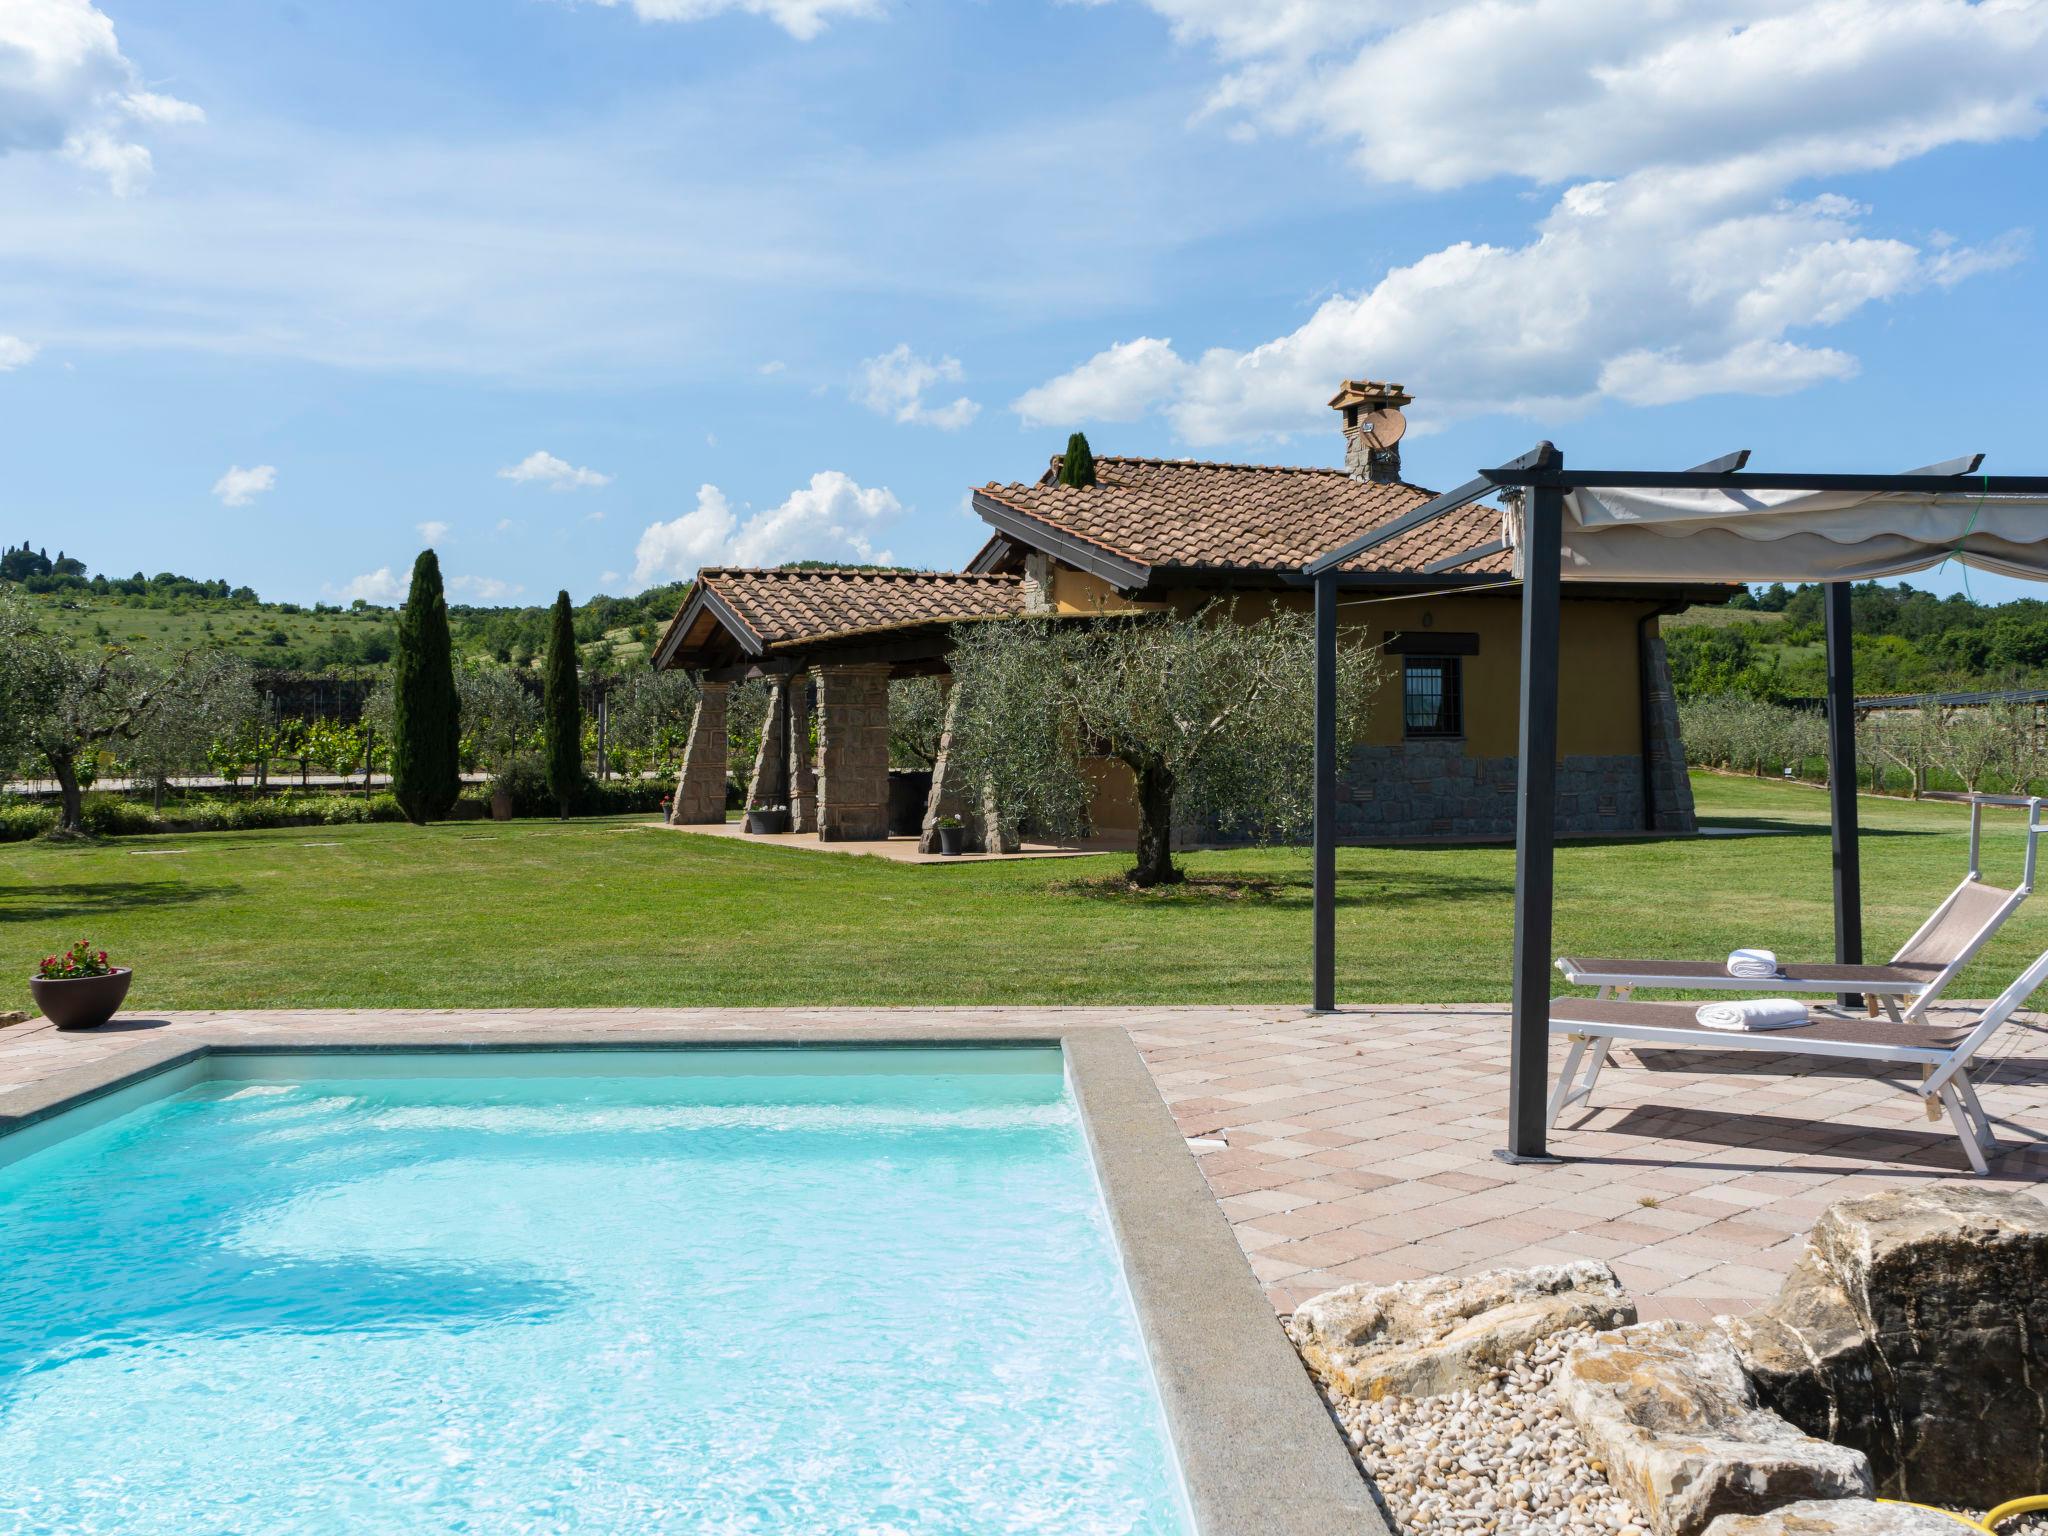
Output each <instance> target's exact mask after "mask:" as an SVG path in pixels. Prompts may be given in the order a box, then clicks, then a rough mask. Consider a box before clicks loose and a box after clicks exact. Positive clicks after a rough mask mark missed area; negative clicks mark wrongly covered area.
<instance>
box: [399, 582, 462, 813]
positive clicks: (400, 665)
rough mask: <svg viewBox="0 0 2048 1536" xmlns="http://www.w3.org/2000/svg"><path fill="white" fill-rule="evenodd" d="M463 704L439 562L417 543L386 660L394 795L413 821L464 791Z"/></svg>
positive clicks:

...

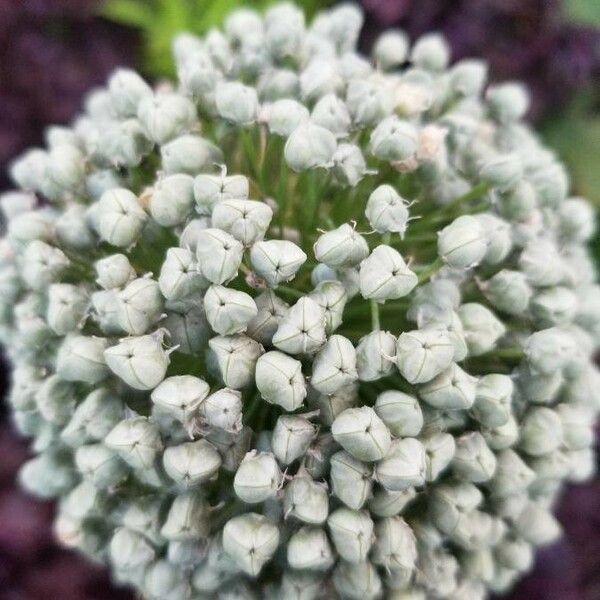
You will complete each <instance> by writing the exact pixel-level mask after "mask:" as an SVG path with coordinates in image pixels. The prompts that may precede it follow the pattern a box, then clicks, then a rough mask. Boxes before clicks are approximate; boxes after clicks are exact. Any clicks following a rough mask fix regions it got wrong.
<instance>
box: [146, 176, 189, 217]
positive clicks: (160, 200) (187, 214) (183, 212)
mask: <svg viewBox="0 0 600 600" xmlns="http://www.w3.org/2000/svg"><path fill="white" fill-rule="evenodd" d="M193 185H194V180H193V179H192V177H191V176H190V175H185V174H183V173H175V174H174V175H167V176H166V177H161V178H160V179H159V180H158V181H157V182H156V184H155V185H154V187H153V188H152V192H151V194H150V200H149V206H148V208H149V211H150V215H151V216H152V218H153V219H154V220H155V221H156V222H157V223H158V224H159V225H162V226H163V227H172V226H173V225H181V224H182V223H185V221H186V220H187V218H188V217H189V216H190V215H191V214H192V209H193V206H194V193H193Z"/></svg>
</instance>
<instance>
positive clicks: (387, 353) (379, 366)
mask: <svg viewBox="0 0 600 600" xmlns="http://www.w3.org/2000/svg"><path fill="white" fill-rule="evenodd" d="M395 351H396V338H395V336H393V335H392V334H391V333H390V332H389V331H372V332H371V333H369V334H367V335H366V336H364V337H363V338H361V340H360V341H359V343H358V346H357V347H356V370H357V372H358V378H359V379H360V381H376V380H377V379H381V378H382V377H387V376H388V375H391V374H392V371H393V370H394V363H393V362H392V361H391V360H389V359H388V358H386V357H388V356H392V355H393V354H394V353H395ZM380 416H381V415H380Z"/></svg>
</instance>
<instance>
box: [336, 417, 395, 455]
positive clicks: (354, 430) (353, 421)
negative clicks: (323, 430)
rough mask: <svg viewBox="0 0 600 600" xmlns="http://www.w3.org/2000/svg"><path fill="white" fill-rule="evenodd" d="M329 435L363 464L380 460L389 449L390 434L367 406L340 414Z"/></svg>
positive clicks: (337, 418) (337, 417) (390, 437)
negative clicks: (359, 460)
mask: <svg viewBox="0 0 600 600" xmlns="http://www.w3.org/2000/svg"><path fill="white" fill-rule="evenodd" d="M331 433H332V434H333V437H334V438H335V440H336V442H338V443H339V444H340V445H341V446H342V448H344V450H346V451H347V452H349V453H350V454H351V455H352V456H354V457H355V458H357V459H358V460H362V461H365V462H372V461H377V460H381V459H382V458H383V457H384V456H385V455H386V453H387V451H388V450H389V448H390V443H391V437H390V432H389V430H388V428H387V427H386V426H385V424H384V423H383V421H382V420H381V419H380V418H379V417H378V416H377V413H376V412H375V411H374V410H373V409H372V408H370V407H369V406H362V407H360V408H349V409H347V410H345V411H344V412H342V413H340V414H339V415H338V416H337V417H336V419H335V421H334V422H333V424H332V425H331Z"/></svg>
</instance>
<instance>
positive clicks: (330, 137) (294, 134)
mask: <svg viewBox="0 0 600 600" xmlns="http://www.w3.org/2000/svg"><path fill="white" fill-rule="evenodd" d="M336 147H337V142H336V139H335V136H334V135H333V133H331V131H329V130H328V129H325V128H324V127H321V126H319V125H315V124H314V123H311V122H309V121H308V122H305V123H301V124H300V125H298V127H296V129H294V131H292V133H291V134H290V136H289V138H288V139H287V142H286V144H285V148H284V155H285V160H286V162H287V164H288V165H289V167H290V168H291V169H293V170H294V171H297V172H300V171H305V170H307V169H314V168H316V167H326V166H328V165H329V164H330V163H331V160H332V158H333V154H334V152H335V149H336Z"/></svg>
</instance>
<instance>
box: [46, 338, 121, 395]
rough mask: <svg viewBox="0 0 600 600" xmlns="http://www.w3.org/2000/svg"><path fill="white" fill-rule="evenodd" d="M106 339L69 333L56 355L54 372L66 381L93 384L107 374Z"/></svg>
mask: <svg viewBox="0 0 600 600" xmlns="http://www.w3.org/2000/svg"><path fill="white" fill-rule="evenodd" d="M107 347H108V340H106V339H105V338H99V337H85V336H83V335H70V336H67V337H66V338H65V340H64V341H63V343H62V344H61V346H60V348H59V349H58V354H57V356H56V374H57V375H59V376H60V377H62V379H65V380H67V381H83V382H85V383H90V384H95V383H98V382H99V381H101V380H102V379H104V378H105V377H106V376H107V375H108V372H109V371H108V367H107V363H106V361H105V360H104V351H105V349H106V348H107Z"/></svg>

> [TASK BRIEF]
Find every line in the items above that contains the word "negative" and copy each one out in full.

> [WORKED SOLUTION]
Output each <instance> target's exact mask after "mask:" as an SVG path in pixels. Prompts may be given in the order a box, then clicks, then a rough mask. Consider a box before clicks loose and a box after clicks exact. Positive clicks after a rough mask mark missed area; negative clicks mark wrongly covered area.
negative clicks: (323, 430)
negative clicks: (359, 460)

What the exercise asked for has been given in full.